Everything in the listing below should be repeated exactly, apart from the pictures.

+ + + +

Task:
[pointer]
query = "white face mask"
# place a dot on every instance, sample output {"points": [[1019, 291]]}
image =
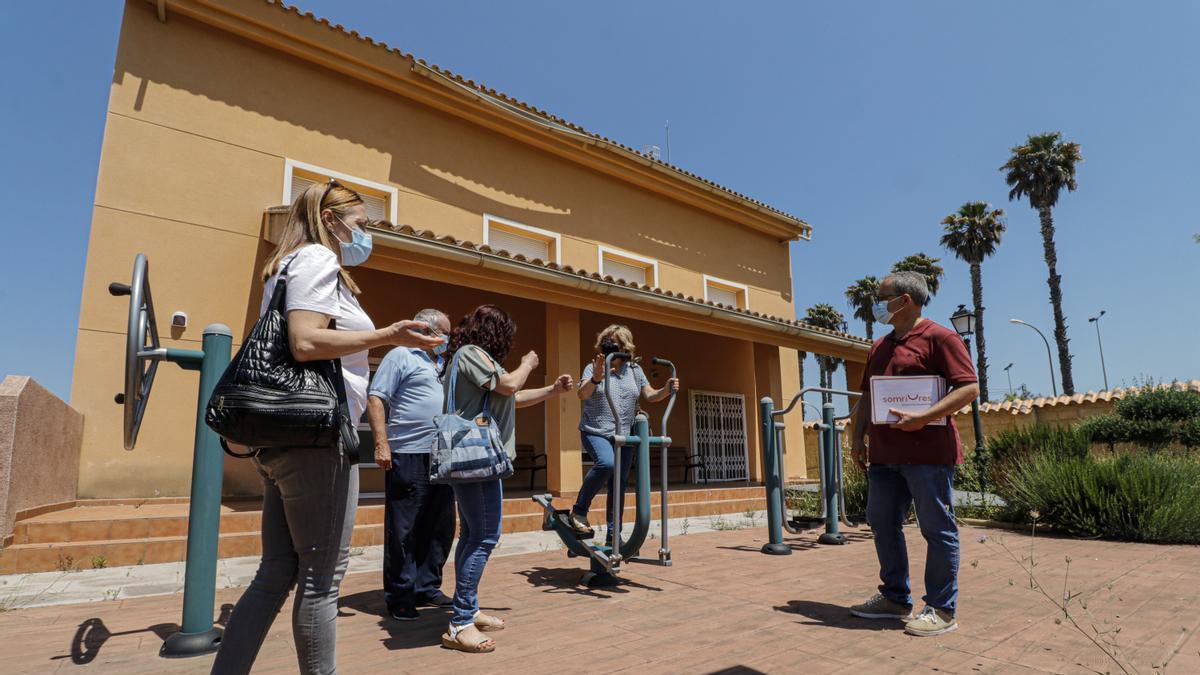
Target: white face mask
{"points": [[882, 315]]}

+ + + +

**TASK ANSWER**
Task:
[pointer]
query = "white face mask"
# place a dot on every instance, sample output {"points": [[1019, 291]]}
image =
Target: white face mask
{"points": [[882, 315]]}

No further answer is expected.